Written exercise 1 → Copy the job-search tips below from "It’s also very" up to and including "how you network!", substituting "hierarchy" for "ladder".

After months of furlough and unemployment, I have finally found a job so today I am going to be sharing a few things I did during my job searching journey which set me up for success. I really hope anyone who reads this is able to take something from this and I also hope these tips change things for you the same way it did for me.
Alright so boom…
Number 1 – Network
You have probably heard of this so many times but I cannot stress how important it is to make genuine connections with people in the industry you want to go into. Building genuine connections could end up landing you in your dream role. A good way to start is on LinkedIn or by attending career related events.
It’s also very very important to network across. This means networking with people who are also looking for work or in a similar position to you because when they do find work, they’ll be more likely to put you on as opposed to someone who is already up the ladder. Be smart with how you network!
Number 2 – TAILOR your CV/Resume
If you’re applying for a finance related job for example, have a finance tailored CV available. Specify that this is the field you are keen to enter and if you’re struggling with how to make a tailored CV, simply search on google the role or field name with CV/Resume and you’ll see so many examples on google images.
Number 3 – Two words; Cover letters
I know a lot of people hate them but please write cover letters when applying for jobs even if it’s optional and ESPECIALLY if it’s an easily applied to job on a super saturated platform like indeed. Think about it like this…If it’s super easy for you to apply for a job, there will definitely be loads of people applying for the same job so please add a cover letter to stand out!

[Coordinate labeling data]
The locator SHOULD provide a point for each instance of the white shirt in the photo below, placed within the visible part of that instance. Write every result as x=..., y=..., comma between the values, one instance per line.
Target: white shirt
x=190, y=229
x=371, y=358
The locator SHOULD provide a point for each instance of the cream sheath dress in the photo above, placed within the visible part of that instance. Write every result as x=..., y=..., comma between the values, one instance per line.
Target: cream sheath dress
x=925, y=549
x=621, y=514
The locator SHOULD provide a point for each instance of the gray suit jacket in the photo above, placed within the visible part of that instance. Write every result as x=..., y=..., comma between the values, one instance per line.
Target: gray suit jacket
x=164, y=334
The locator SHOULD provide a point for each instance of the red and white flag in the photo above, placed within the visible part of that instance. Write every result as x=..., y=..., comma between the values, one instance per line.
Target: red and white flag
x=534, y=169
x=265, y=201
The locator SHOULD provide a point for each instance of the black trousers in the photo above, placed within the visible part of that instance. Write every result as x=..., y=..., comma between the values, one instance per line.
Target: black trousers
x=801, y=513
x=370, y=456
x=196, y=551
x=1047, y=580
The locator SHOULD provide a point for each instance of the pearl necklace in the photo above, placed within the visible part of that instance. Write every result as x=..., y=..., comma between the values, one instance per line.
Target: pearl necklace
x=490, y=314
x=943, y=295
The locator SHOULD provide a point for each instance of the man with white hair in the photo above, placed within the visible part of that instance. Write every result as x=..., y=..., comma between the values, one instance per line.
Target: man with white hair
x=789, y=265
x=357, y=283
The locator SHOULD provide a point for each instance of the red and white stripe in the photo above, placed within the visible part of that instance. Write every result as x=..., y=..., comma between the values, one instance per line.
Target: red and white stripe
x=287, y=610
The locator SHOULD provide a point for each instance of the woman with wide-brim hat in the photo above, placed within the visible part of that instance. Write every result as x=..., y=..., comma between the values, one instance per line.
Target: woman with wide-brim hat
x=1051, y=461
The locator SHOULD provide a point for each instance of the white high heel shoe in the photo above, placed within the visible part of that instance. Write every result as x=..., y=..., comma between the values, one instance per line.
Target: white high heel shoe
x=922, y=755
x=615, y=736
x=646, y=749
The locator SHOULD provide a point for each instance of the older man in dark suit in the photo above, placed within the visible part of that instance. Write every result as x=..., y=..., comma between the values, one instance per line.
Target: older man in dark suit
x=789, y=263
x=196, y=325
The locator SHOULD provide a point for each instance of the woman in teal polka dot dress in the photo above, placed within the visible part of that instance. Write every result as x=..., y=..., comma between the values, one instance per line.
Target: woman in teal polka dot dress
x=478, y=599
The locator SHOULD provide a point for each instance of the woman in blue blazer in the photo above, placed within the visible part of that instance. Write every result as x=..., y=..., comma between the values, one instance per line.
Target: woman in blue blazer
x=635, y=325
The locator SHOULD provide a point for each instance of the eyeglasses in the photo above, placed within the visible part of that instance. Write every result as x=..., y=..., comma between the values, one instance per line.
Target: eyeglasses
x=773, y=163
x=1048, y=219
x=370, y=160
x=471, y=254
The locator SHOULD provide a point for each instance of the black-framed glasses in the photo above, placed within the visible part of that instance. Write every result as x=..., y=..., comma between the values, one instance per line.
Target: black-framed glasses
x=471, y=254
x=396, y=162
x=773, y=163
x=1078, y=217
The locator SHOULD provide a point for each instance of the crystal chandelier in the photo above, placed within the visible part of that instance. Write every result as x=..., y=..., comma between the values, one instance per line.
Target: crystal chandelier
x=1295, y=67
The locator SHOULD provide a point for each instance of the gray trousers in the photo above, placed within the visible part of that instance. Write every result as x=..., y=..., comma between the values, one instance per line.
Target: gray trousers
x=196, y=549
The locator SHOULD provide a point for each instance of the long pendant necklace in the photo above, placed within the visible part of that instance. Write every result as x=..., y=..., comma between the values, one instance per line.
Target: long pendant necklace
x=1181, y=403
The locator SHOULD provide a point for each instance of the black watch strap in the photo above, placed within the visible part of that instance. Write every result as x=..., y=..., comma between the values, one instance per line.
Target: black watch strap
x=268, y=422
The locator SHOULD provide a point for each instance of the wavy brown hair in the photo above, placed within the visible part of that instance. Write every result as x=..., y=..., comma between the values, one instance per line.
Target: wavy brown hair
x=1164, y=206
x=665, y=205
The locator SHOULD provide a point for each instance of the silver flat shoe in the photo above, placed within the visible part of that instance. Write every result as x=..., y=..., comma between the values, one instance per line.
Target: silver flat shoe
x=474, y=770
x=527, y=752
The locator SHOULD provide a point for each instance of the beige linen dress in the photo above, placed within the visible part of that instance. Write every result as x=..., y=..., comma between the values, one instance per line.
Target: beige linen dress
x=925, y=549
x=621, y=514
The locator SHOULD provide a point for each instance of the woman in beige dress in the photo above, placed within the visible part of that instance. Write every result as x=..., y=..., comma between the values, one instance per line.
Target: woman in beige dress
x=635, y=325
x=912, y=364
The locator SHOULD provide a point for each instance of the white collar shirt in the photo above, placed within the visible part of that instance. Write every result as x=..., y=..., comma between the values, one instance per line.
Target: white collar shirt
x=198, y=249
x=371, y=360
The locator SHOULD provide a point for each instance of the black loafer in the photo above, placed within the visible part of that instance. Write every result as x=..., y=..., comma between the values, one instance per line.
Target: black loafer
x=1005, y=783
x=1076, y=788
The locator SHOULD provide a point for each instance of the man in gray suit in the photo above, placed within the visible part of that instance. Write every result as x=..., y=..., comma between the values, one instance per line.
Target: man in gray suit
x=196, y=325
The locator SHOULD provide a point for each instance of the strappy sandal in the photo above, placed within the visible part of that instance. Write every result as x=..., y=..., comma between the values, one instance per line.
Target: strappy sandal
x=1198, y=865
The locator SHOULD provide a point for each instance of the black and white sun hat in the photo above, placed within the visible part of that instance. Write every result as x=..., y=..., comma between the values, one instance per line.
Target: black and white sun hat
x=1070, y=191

Written exercise 2 → Rewrite as a numbered list the lines of the records from the line with "the white high" up to and including the line with "x=646, y=749", leaving out blank lines.

Exercise output 1 →
It’s also very very important to network across. This means networking with people who are also looking for work or in a similar position to you because when they do find work, they’ll be more likely to put you on as opposed to someone who is already up the hierarchy. Be smart with how you network!

Exercise output 2 →
1. The locator SHOULD provide a point for each instance of the white high heel shoe in the photo above, placed within the visible part of that instance. Write every result as x=..., y=..., comma between the values, one instance per line.
2. Target: white high heel shoe
3. x=922, y=755
4. x=615, y=736
5. x=646, y=749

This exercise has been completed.